=== Available data ===

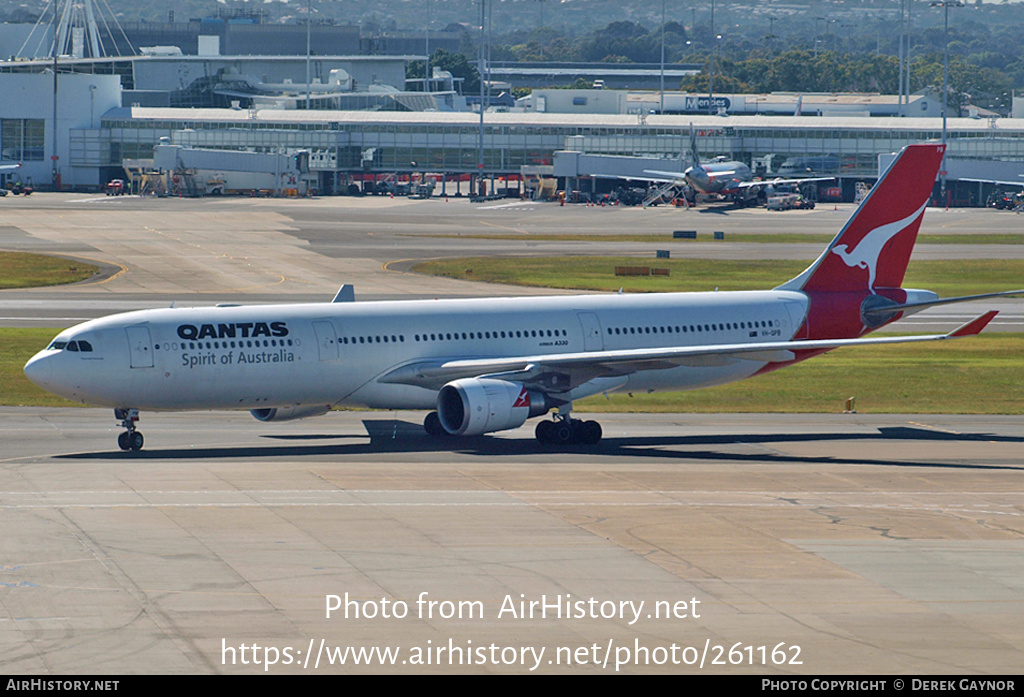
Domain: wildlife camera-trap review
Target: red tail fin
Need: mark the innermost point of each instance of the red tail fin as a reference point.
(873, 248)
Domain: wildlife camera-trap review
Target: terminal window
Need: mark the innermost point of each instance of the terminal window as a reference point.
(23, 139)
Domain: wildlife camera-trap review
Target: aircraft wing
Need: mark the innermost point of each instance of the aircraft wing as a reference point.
(999, 182)
(658, 175)
(571, 369)
(776, 182)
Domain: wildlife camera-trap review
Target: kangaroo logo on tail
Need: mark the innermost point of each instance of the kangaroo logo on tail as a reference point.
(880, 235)
(865, 253)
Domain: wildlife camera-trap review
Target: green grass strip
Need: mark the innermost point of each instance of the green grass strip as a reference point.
(19, 269)
(947, 277)
(764, 237)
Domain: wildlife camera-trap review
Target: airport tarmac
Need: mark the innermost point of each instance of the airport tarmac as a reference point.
(807, 543)
(207, 251)
(785, 545)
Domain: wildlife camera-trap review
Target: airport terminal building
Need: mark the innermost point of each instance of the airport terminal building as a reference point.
(81, 137)
(605, 146)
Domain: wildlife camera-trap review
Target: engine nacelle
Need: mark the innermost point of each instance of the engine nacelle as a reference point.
(288, 412)
(475, 405)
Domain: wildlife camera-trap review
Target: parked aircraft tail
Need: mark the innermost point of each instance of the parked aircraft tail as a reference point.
(872, 250)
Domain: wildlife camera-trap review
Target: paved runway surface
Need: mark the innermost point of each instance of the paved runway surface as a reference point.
(828, 543)
(256, 250)
(777, 543)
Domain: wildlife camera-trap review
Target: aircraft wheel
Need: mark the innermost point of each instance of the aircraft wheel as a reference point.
(563, 433)
(432, 425)
(590, 433)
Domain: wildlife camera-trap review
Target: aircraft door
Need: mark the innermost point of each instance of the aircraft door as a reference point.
(592, 339)
(139, 346)
(327, 340)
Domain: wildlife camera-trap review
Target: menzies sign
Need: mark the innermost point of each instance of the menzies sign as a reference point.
(695, 103)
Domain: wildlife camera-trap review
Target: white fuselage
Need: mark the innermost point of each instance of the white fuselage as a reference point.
(250, 357)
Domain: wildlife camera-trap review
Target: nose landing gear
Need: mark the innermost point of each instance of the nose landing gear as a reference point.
(130, 439)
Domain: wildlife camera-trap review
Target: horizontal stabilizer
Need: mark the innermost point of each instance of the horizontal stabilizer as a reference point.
(887, 309)
(974, 327)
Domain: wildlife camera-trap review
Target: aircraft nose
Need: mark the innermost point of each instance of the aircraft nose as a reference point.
(40, 369)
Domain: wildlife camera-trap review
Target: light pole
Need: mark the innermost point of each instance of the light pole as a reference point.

===

_Request_
Each record above should be copied character for character, with pictures dropped.

_Full output_
Domain: wildlife camera-trap review
Target: red tail fin
Need: mark the innermost point of each instance of the red tail fin as a reference point.
(873, 248)
Domain: wildlife camera-trap review
Target: terminal window
Need: mark the innermost point of each instance of the terminal window as a reference point.
(23, 139)
Domain: wildlife camera-trap review
Target: aircraft wing
Need: mark the innermost point of each instance of the aircraft wing as a reference point.
(999, 182)
(658, 175)
(571, 369)
(776, 182)
Domain: wildlife camera-trap review
Target: kangaroo logo on tail
Need: mark the innermost point of each instance of the kangaroo logo on tail as a reference point.
(880, 235)
(865, 253)
Domain: wildlife camera-trap review
Target: green grass strip
Need: mark the innermost point of each instance of the green grass strip as a reference point.
(19, 269)
(947, 277)
(764, 237)
Domain: wildlife camera-trap review
Target: airport tarmac
Need: mark the innermost point of each instance of the airport tarmac as a reference point.
(807, 543)
(207, 251)
(785, 545)
Domain: wildlife camera-trap review
Target: airport terminal building
Need: mark the innermost point of each instance of the airport terminal building as a reference point.
(81, 137)
(605, 146)
Domain: wildlife camera-trap review
Target: engine nacelle
Need: mark the innermost point of each instance of the engine nacelle as a reference point.
(288, 412)
(475, 405)
Domain: wildlife camera-trap review
Target: parked aircraft tail
Need: mark the innermost point of each instance of the parked aircraft tail as a reference point.
(872, 250)
Domain: wildlife camera-trap review
Target: paved runway surface
Need: mark the innermost point of each instance of the paved runway surface as a reference point.
(828, 543)
(256, 250)
(777, 543)
Domain: wildlife camera-trap review
Target: aircraft wheel
Need: mark the innermost point of each instance of the aircraft wheel as a reference point.
(563, 433)
(432, 425)
(590, 433)
Domain: wildlife camera-trap review
Target: aircraft door
Need: mark the innermost point of each instance of the aircraft door as a reference point.
(592, 339)
(139, 346)
(327, 340)
Domain: wildlife camera-trap review
Target: menzies sign
Need: mark the innermost point of each instance of the menzies sign as a reference point.
(695, 103)
Domain: wildlife camera-trap review
Target: white fuselage
Need: mark the innermost point of each instance of the white fuselage as a reference point.
(250, 357)
Domain: wildlife camera-trap review
Target: nose landing gear
Need: mark the innermost point of each instance of the nose landing gear as a reference point.
(130, 439)
Domain: wildlife camera-trap review
Target: horizontal stabilizer
Need: mark the innermost point of each instance of the horizontal stabilizer as a reference point.
(887, 309)
(974, 327)
Domain: wildlife camera-trap review
Target: aircraft nose
Need: mark the innermost point of each instance of the aircraft nose as a reference point.
(40, 369)
Domain: wildlife camera-trap review
Target: light pole
Need: mark the innermost point of each instance of the light pole as a reference point.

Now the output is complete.